**YOUR OBJECTIVE**
In the listing below, please print the line that contains "[indicate] the concrete" and every line that follows it, exactly.

**EXTRACTED INFORMATION**
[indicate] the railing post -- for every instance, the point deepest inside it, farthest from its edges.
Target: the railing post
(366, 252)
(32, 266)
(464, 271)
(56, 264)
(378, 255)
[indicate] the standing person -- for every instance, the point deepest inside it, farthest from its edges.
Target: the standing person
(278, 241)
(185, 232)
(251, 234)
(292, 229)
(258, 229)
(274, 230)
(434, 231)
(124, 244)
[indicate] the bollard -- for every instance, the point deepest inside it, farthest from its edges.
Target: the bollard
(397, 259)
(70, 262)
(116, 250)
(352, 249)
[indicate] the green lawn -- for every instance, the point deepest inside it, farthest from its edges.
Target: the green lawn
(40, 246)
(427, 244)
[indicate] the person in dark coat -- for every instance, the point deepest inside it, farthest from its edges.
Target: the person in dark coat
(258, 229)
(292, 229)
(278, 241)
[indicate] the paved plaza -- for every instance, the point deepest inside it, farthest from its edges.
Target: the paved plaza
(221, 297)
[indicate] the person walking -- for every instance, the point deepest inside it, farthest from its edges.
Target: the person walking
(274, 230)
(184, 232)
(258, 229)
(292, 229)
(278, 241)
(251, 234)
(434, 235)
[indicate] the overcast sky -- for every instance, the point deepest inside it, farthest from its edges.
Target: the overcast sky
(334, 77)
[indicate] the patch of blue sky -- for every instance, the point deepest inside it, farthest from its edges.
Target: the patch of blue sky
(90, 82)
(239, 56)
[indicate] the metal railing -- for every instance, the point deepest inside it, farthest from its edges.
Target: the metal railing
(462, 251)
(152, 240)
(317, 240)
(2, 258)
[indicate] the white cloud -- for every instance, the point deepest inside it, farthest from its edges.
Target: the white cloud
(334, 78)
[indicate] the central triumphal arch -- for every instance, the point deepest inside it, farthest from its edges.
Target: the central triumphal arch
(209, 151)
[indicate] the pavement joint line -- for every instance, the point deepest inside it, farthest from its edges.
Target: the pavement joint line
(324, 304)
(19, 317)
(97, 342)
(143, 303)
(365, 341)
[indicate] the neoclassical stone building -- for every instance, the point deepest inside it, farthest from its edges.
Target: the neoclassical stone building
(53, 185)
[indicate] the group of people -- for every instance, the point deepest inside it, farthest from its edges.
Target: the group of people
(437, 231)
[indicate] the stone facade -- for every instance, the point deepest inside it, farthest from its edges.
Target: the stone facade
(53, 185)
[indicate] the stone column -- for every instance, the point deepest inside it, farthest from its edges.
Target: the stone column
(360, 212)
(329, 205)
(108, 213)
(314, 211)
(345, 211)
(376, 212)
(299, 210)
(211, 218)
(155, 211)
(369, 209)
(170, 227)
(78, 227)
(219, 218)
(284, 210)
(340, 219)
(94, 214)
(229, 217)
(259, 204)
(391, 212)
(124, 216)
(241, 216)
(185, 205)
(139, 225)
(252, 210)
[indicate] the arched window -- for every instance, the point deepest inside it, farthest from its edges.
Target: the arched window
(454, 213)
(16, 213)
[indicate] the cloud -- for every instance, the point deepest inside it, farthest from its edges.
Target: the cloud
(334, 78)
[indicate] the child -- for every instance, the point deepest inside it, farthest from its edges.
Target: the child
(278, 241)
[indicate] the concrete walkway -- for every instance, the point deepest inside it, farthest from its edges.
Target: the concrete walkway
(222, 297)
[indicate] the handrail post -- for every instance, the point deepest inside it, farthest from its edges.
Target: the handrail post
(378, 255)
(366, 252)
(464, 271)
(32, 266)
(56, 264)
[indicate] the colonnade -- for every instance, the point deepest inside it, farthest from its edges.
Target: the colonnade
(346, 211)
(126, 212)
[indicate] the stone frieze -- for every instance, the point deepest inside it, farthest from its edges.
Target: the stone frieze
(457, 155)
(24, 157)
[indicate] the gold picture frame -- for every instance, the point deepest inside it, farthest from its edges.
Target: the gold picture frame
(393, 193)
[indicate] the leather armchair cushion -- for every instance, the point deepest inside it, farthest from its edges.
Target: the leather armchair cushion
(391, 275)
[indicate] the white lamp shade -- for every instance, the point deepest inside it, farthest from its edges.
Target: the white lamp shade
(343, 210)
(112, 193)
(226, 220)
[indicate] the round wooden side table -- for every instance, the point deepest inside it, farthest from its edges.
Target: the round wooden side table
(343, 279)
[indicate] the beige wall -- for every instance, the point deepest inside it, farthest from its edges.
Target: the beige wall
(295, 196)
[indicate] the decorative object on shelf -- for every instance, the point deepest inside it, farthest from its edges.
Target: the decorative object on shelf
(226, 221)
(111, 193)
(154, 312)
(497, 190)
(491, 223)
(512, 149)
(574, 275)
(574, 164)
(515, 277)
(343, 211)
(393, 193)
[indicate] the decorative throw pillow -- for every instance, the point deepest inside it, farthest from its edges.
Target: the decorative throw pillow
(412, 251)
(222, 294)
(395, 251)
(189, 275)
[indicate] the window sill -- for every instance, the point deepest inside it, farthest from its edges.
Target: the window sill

**THE OUTPUT**
[indicate] the concrete walkway -- for every instance, the point deepest inside it, farthest from its edges.
Target: the concrete walkway
(222, 297)
[indicate] the handrail post -- for every instance, the point deepest inside it, farthest from its edges.
Target: the handrail post
(378, 255)
(366, 252)
(464, 271)
(32, 266)
(56, 264)
[indicate] the colonnade -- for every instance, the point deepest inside it, farthest from its edges.
Target: the colonnade
(346, 211)
(126, 212)
[indicate] the stone frieze -- for every instance, the point deepest inside it, farthest from its edges.
Target: the stone frieze
(457, 155)
(24, 157)
[indicate] the gold picture frame -- for every instance, the point deepest inside it, farthest from its edges.
Target: the gold picture frame
(393, 193)
[indicate] the leather armchair cushion -- for every instance, the point deepest inside it, farthest from its edges.
Target: the leather armchair cushion
(391, 275)
[indicate] the white lamp shade -- for every instance, the point deepest inside it, farthest from its edges.
Target: the white lamp shade
(343, 210)
(112, 193)
(226, 220)
[indicate] the round wooden side table -- for every instance, the point deepest inside it, farthest from its edges.
Target: the round wooden side table
(343, 279)
[indicate] the beige wall -- for every instance, the point deepest inside it, farthest from its edges.
Target: the beige wall
(295, 196)
[indicate] the decorative object on shelf -- for every instance, the point deepest inside it, farthest from its edges.
Target: the decorative object on shelf
(226, 221)
(111, 193)
(154, 312)
(497, 190)
(491, 223)
(512, 149)
(574, 275)
(574, 164)
(515, 277)
(343, 211)
(393, 193)
[indicate] the decorative throw pillow -- for every instance, the point deepest inside it, farthest from its edges.
Target: the decorative throw pillow
(412, 251)
(222, 294)
(395, 251)
(189, 275)
[indicate] the window sill -- for every instance, the point deepest inside it, farthest from its edges.
Target: the window sill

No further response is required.